Exercise – The data must be returned in full, with no character altered.

----- Raw data -----

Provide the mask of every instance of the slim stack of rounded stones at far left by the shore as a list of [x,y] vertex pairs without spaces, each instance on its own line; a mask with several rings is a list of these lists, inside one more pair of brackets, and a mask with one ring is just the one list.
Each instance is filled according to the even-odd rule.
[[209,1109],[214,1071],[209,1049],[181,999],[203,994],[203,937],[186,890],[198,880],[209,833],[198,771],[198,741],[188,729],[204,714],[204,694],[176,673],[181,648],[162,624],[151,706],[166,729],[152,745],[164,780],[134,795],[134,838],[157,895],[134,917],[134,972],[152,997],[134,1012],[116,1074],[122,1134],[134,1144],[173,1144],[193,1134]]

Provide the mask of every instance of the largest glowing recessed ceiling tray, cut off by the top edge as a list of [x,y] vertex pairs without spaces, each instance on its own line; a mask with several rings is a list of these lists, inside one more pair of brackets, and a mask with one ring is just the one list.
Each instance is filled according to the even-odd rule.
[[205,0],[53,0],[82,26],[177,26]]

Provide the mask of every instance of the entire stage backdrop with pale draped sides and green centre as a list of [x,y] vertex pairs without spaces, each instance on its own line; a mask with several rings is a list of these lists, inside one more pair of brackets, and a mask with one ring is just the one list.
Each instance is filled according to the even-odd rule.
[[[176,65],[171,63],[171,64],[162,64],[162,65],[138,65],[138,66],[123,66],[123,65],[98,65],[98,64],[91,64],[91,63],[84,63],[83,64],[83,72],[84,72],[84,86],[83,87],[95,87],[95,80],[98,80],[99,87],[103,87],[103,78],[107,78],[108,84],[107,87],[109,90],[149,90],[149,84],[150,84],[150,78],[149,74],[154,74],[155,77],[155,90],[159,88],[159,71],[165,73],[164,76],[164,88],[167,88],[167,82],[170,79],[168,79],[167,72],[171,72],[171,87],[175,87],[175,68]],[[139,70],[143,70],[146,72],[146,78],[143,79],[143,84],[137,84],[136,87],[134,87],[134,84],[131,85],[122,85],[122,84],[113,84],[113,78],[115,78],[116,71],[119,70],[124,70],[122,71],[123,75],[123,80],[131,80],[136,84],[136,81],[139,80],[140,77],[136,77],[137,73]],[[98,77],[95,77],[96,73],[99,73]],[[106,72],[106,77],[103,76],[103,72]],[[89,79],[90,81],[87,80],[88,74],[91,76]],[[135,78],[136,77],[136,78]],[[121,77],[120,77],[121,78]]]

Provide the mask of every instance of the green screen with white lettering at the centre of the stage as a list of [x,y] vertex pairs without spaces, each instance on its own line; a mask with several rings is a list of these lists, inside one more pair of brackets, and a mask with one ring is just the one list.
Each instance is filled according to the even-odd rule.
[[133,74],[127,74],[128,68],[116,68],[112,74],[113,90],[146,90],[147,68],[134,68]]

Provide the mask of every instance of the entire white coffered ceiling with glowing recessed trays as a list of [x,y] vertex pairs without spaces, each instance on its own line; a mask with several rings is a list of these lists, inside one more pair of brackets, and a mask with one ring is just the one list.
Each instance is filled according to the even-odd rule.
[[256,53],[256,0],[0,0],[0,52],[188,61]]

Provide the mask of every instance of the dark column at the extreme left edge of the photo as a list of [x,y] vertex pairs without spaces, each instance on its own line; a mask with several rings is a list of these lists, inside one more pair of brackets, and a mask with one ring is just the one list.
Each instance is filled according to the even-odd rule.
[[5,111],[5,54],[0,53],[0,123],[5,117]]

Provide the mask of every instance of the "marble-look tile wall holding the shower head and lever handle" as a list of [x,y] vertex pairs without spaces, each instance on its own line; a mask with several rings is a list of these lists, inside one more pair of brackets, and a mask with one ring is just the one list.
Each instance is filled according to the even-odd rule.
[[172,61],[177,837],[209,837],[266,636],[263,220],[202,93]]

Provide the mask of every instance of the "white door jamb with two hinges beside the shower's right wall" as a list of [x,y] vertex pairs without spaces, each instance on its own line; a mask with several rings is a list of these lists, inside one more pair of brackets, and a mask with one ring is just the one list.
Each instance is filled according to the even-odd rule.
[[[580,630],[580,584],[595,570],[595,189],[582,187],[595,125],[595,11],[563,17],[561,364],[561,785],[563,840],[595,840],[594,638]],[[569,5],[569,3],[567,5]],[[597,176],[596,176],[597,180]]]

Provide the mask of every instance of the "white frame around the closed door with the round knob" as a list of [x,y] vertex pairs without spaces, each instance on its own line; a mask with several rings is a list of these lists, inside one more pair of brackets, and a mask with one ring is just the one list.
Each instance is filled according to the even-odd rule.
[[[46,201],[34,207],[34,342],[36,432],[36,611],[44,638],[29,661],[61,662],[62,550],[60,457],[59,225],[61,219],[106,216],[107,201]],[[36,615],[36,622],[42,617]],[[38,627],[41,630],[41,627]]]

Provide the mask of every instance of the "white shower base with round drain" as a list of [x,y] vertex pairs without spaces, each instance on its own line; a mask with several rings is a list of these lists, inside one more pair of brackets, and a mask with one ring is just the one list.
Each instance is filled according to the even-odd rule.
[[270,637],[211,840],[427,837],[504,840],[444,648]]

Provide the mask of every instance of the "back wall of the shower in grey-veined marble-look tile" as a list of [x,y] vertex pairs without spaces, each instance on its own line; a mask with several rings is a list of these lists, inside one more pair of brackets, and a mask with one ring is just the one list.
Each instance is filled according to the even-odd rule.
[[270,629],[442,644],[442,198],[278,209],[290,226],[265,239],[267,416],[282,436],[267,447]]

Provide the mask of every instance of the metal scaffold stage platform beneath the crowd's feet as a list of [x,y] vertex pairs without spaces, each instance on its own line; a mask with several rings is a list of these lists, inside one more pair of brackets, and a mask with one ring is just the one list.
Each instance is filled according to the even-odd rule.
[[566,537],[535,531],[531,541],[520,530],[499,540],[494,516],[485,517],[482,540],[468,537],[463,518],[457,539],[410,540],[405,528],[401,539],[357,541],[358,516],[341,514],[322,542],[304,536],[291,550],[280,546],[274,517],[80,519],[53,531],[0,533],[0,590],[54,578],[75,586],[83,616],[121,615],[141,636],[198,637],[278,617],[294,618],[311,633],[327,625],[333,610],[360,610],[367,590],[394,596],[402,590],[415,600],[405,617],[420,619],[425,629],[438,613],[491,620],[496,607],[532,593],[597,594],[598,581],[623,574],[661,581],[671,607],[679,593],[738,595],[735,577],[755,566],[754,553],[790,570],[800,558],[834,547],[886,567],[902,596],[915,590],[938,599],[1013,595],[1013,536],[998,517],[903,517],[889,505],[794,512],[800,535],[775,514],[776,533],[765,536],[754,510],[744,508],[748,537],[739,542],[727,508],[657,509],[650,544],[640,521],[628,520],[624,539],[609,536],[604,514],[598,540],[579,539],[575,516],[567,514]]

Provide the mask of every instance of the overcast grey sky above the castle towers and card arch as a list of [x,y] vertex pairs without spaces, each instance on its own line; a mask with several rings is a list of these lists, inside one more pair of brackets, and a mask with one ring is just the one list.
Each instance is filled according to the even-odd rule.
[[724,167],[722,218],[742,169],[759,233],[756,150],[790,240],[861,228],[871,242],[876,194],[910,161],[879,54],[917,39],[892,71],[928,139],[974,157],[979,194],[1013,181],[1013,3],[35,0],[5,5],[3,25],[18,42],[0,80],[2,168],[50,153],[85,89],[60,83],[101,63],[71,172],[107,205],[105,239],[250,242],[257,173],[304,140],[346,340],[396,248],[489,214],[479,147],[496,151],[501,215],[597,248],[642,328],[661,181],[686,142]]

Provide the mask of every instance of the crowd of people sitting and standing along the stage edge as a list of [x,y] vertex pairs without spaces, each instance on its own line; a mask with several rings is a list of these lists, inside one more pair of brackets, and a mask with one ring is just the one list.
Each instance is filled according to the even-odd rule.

-----

Output for this exercise –
Provide the mask of every instance of the slim stack of rounded stones at far left by the shore as a list of [x,y] vertex pairs without spaces, each instance on its own line; a mask with several rings is a list of these lists, inside one more pair of brackets, and a mask with one ring is just the one list.
Each instance is filled according to the even-odd rule.
[[209,1109],[214,1071],[209,1049],[181,999],[203,994],[203,937],[186,890],[198,880],[209,833],[198,771],[198,741],[188,729],[204,714],[204,694],[176,673],[181,648],[162,624],[151,706],[166,729],[152,745],[164,780],[134,795],[134,838],[157,895],[134,917],[134,972],[152,997],[134,1012],[116,1074],[122,1134],[134,1144],[173,1144],[193,1134]]

Provide the mask of every instance of the largest glowing recessed ceiling tray, cut off by the top edge as a list of [x,y] vertex pairs without spaces, each instance on its own line; a mask with several rings is a list of these lists, inside one more pair of brackets, and a mask with one ring is just the one list.
Each instance is filled according to the even-odd rule.
[[205,0],[53,0],[82,26],[177,26]]

Provide the mask of every instance of the entire stage backdrop with pale draped sides and green centre as a list of [x,y] vertex pairs without spaces, each instance on its own line; a mask with several rings is a list of these lists, inside one more pair of brackets, and a mask with one ring is just the one list.
Each instance is filled according to the even-odd rule.
[[[176,65],[171,63],[171,64],[162,64],[162,65],[138,65],[138,66],[123,66],[123,65],[98,65],[98,64],[91,64],[91,63],[84,63],[83,64],[83,72],[84,72],[84,86],[83,87],[95,87],[95,80],[98,80],[99,87],[103,87],[103,78],[107,78],[108,84],[107,87],[109,90],[149,90],[149,84],[150,84],[150,78],[149,74],[154,74],[155,77],[155,90],[159,88],[159,71],[165,73],[164,76],[164,88],[167,88],[167,82],[170,79],[168,79],[167,72],[171,72],[171,87],[175,87],[175,68]],[[139,70],[143,70],[146,72],[146,78],[143,79],[143,84],[137,84],[136,87],[134,87],[134,84],[131,85],[122,85],[122,84],[113,84],[113,78],[115,78],[116,71],[119,70],[124,70],[122,71],[123,75],[123,80],[131,80],[136,84],[136,81],[139,80],[140,77],[136,77],[137,73]],[[98,77],[95,77],[96,73],[99,73]],[[106,72],[106,77],[103,76],[103,72]],[[89,79],[90,81],[87,80],[88,74],[91,76]],[[135,78],[136,77],[136,78]],[[121,77],[120,77],[121,78]]]

Provide the mask of every instance of the green screen with white lettering at the centre of the stage as a list of [x,y] vertex pairs without spaces, each instance on its own line; a mask with several rings is a list of these lists, inside one more pair of brackets, and a mask with one ring is just the one list.
Each instance is filled according to the even-odd rule.
[[133,74],[127,74],[128,68],[116,68],[112,74],[113,90],[146,90],[147,68],[134,68]]

Provide the mask of every instance of the entire white coffered ceiling with glowing recessed trays as a list of [x,y] vertex pairs without spaces, each instance on its own line; a mask with several rings is a list of these lists, inside one more pair of brackets, and a mask with one ring is just the one list.
Each instance is filled according to the even-odd rule.
[[256,53],[256,0],[0,0],[0,52],[188,61]]

Provide the mask of every instance of the dark column at the extreme left edge of the photo as a list of [x,y] vertex pairs without spaces, each instance on its own line; a mask with several rings is a list of these lists, inside one more pair of brackets, and a mask with one ring is just the one list.
Each instance is filled according to the even-odd rule.
[[5,111],[5,54],[0,53],[0,123],[5,117]]

Provide the mask of every instance of the "marble-look tile wall holding the shower head and lever handle" as a list of [x,y] vertex pairs without spaces, each instance on its own line; a mask with several rings is a list of these lists, inside one more pair of brackets, and a mask with one ring is just the one list.
Each instance is filled according to the even-odd rule.
[[172,61],[177,837],[209,837],[266,636],[263,220],[202,93]]

Provide the mask of every instance of the "white door jamb with two hinges beside the shower's right wall" as a list of [x,y] vertex pairs without spaces, each instance on its own line; a mask with several rings is a list of these lists, inside one more pair of brackets, and a mask with one ring is just the one list.
Each instance is filled according to the even-odd rule.
[[[580,630],[580,584],[595,570],[595,189],[582,187],[595,125],[595,11],[563,17],[561,364],[561,785],[563,840],[595,840],[594,638]],[[569,5],[569,3],[567,5]],[[597,176],[596,176],[597,180]]]

Provide the mask of every instance of the "white frame around the closed door with the round knob" as a list of [x,y] vertex pairs without spaces, each instance on its own line; a mask with several rings is a list of these lists, inside one more pair of brackets, and a mask with one ring is just the one list.
Each instance is filled according to the even-odd rule.
[[[46,201],[34,207],[34,342],[36,432],[36,611],[44,638],[29,661],[61,662],[62,550],[60,457],[59,225],[61,219],[106,216],[107,201]],[[36,615],[36,622],[42,617]],[[38,627],[41,630],[41,627]]]

Provide the mask of every instance of the "white shower base with round drain" as a list of [x,y] vertex pairs without spaces, each instance on its own line; a mask with several rings is a list of these lists, inside one more pair of brackets, and a mask with one ring is just the one list.
Each instance is filled according to the even-odd rule.
[[270,637],[211,840],[427,837],[504,840],[444,648]]

Provide the mask of every instance of the "back wall of the shower in grey-veined marble-look tile" as a list of [x,y] vertex pairs without spaces, each instance on its own line; a mask with several rings is a list of these lists, inside one more pair of brackets, and a mask with one ring is just the one list.
Each instance is filled according to the even-odd rule.
[[270,629],[442,644],[442,198],[278,209],[290,226],[265,239],[267,416],[282,436],[267,447]]

Provide the mask of every instance of the metal scaffold stage platform beneath the crowd's feet as a list of [x,y] vertex pairs without spaces, each instance on its own line; a mask with several rings is a list of these lists, inside one more pair of brackets, and a mask with one ring is just the one list.
Each instance is filled according to the even-odd rule.
[[566,537],[535,531],[531,541],[520,530],[499,540],[494,516],[485,517],[482,540],[468,537],[463,518],[457,539],[410,540],[405,528],[401,539],[357,541],[358,516],[341,514],[322,542],[304,536],[291,550],[280,546],[274,517],[80,519],[53,531],[0,533],[0,590],[54,578],[75,586],[83,616],[121,615],[141,636],[198,637],[278,617],[294,618],[311,633],[327,625],[333,610],[360,610],[367,590],[394,596],[402,590],[415,600],[405,617],[420,619],[425,629],[438,613],[491,620],[496,607],[532,593],[597,594],[598,581],[623,574],[661,581],[671,607],[679,593],[738,595],[735,577],[755,566],[754,553],[790,570],[800,558],[834,547],[886,567],[902,596],[915,590],[938,599],[1013,595],[1013,536],[998,517],[903,517],[889,505],[794,512],[800,535],[775,514],[776,533],[765,536],[754,510],[744,508],[748,537],[739,542],[727,508],[657,509],[650,544],[640,521],[628,520],[624,539],[609,536],[604,514],[598,540],[579,539],[575,516],[567,514]]

Provide the mask of every instance of the overcast grey sky above the castle towers and card arch as a list of [x,y] vertex pairs without spaces, each instance on its own line; a mask with several rings is a list of these lists, inside one more pair of brackets, and a mask with one ring is just the one list.
Each instance is filled according to the even-odd rule.
[[724,167],[722,218],[742,169],[759,233],[756,150],[790,240],[861,228],[871,242],[876,194],[910,161],[879,54],[917,39],[892,71],[928,139],[974,157],[979,194],[1013,181],[1013,3],[35,0],[5,5],[3,25],[18,42],[0,80],[2,168],[50,153],[85,89],[60,83],[101,63],[71,172],[107,205],[105,239],[250,242],[257,173],[304,140],[346,340],[396,248],[489,214],[479,147],[496,151],[501,215],[597,248],[642,328],[661,181],[686,142]]

Provide the mask of every instance of the crowd of people sitting and standing along the stage edge as a list of [x,y] vertex pairs without spaces, each instance on its own line; a mask with several rings is a list of these lists, inside one more pair of brackets, and a mask with one ring is just the one list.
Each instance is filled according to the even-odd rule.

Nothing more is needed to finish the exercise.